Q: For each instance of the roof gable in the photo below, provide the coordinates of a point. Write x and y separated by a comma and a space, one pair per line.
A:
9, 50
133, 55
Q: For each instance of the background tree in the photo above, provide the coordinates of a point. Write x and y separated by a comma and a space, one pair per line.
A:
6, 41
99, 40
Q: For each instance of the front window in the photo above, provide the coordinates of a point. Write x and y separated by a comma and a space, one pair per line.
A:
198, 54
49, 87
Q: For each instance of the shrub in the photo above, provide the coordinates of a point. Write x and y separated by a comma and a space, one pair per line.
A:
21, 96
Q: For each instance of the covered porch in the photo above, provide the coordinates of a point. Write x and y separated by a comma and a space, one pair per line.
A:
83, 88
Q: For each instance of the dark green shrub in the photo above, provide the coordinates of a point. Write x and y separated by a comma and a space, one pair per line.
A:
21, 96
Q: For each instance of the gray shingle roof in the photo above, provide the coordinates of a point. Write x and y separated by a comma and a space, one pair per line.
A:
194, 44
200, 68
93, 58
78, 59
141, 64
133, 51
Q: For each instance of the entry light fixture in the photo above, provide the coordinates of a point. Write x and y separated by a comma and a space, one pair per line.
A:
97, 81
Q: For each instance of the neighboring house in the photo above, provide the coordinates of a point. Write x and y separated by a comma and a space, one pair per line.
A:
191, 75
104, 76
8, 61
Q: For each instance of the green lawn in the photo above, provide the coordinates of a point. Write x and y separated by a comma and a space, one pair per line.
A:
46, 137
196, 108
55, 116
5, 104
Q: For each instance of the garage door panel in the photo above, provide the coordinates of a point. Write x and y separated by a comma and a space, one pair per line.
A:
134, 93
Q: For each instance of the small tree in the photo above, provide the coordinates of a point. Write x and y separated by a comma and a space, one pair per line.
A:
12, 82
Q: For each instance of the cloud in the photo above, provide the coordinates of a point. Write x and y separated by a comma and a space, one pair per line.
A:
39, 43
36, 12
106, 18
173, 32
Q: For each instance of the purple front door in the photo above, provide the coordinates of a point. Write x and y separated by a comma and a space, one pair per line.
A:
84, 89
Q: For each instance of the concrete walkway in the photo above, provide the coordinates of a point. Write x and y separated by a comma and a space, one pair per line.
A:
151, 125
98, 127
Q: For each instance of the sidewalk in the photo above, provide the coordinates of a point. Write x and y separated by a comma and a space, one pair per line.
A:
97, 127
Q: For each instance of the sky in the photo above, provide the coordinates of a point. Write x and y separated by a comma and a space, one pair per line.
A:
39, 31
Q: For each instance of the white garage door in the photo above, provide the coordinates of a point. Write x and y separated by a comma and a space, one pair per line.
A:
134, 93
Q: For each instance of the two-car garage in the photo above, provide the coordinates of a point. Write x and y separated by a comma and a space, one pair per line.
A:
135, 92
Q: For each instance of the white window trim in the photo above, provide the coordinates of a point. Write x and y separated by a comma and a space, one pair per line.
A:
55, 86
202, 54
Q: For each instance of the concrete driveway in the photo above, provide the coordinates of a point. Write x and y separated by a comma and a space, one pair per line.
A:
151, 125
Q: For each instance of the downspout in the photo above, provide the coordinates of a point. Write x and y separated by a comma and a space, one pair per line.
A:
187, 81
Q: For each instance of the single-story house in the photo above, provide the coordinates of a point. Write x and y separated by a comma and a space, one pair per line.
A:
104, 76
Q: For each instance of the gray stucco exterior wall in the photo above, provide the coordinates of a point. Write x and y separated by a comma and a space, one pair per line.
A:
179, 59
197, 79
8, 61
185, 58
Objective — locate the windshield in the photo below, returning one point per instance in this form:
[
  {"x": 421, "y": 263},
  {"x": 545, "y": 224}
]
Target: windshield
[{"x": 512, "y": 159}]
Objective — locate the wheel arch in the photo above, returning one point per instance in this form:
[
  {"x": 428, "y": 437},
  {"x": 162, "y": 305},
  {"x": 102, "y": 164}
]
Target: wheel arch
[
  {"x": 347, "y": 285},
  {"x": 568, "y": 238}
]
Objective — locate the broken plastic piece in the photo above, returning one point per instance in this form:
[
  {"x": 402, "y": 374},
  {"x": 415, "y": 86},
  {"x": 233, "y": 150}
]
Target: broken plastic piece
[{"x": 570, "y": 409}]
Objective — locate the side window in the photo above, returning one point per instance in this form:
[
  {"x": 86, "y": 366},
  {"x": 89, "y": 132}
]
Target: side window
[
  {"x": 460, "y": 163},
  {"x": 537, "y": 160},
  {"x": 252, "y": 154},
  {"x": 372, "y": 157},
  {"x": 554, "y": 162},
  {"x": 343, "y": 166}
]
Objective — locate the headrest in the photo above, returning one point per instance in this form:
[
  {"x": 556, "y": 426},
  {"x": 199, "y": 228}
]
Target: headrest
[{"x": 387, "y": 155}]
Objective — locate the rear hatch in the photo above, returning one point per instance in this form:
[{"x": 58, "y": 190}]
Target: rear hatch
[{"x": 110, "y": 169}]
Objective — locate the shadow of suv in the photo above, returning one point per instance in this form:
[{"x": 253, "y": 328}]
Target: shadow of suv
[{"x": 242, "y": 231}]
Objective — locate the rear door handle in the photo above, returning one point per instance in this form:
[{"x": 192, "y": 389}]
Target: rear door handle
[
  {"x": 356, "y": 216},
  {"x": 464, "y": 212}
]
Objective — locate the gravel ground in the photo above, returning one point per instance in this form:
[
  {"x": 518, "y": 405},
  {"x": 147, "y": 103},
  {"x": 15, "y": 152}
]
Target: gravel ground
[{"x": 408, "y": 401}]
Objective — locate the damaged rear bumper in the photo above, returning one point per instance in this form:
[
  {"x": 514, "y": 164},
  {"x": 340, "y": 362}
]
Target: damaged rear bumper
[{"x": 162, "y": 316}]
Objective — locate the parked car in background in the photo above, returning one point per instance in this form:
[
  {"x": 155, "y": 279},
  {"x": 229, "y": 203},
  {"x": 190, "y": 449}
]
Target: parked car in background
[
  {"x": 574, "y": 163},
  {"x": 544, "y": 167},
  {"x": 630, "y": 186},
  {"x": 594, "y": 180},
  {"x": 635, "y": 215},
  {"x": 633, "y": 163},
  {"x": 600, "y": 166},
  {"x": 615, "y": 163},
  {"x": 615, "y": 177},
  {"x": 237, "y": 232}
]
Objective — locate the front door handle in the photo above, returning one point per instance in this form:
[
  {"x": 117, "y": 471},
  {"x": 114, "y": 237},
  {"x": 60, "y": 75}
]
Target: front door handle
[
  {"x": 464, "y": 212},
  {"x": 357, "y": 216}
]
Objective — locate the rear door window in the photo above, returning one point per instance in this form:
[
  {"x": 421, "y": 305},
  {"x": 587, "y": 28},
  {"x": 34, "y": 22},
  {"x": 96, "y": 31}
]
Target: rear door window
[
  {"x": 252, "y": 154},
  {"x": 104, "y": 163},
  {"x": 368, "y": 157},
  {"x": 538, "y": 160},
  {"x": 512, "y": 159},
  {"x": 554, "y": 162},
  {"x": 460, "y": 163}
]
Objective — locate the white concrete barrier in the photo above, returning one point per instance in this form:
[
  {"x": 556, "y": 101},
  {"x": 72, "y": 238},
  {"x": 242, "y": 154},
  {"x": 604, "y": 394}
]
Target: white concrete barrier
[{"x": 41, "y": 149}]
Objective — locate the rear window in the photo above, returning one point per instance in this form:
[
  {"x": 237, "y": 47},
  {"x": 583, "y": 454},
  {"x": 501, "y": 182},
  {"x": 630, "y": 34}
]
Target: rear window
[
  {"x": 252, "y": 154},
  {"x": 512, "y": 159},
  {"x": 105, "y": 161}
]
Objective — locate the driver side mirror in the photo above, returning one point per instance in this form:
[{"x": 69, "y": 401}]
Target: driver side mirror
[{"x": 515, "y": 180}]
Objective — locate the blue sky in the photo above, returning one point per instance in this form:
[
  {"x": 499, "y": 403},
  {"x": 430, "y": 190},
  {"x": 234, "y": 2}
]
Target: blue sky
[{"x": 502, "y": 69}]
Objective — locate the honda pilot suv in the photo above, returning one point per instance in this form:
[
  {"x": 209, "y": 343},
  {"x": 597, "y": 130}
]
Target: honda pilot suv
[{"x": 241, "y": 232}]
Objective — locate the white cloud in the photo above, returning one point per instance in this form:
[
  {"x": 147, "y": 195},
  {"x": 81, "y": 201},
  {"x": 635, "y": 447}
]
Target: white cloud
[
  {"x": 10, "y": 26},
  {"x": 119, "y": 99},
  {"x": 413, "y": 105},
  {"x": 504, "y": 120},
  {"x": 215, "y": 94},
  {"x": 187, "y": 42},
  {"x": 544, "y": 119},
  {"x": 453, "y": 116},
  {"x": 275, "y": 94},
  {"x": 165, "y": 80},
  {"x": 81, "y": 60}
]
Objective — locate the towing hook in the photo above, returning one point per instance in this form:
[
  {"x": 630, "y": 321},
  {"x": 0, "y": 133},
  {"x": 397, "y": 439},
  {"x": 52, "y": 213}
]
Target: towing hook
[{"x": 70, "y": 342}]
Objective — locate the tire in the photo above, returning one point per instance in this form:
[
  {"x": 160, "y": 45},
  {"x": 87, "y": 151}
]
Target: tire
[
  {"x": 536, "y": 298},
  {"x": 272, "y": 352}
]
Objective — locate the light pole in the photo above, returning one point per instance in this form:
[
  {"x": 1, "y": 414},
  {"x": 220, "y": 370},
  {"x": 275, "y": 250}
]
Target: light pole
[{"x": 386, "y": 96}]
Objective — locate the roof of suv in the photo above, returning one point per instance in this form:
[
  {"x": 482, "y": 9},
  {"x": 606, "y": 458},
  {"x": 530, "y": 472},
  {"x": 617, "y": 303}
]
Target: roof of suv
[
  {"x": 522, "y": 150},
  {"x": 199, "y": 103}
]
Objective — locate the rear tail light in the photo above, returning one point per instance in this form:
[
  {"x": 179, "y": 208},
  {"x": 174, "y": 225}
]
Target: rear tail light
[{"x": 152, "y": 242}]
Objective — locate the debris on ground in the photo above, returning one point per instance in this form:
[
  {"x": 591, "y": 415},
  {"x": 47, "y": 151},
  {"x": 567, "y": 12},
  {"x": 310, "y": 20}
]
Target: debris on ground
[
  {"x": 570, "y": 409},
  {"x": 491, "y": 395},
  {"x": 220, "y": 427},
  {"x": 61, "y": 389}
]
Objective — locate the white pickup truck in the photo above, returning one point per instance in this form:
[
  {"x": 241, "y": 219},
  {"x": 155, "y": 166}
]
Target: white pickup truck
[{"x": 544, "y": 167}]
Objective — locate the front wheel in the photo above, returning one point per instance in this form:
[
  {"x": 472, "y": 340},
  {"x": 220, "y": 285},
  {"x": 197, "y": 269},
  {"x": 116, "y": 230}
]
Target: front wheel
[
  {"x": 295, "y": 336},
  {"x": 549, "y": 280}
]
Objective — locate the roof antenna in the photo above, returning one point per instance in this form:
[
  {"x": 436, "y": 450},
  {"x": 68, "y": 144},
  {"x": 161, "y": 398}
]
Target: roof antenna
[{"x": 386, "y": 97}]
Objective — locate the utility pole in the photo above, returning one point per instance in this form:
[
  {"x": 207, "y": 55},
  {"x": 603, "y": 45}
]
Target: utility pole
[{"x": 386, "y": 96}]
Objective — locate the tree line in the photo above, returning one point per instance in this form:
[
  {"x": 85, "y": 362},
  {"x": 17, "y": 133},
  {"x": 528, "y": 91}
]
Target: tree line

.....

» INSTRUCTIONS TO FOLLOW
Every line containing the string "shrub" should be pulled from the listing and copied.

» RESULT OF THIS TASK
Q: For each instance of the shrub in the photo above, provide the coordinates of a point. Write x and y separated by a comma and a space, one pair per line.
Q: For each instance of the dark green shrub in the photo above, provide the coordinates of a point. Write x and y separated by a comma and a space, one pair per line.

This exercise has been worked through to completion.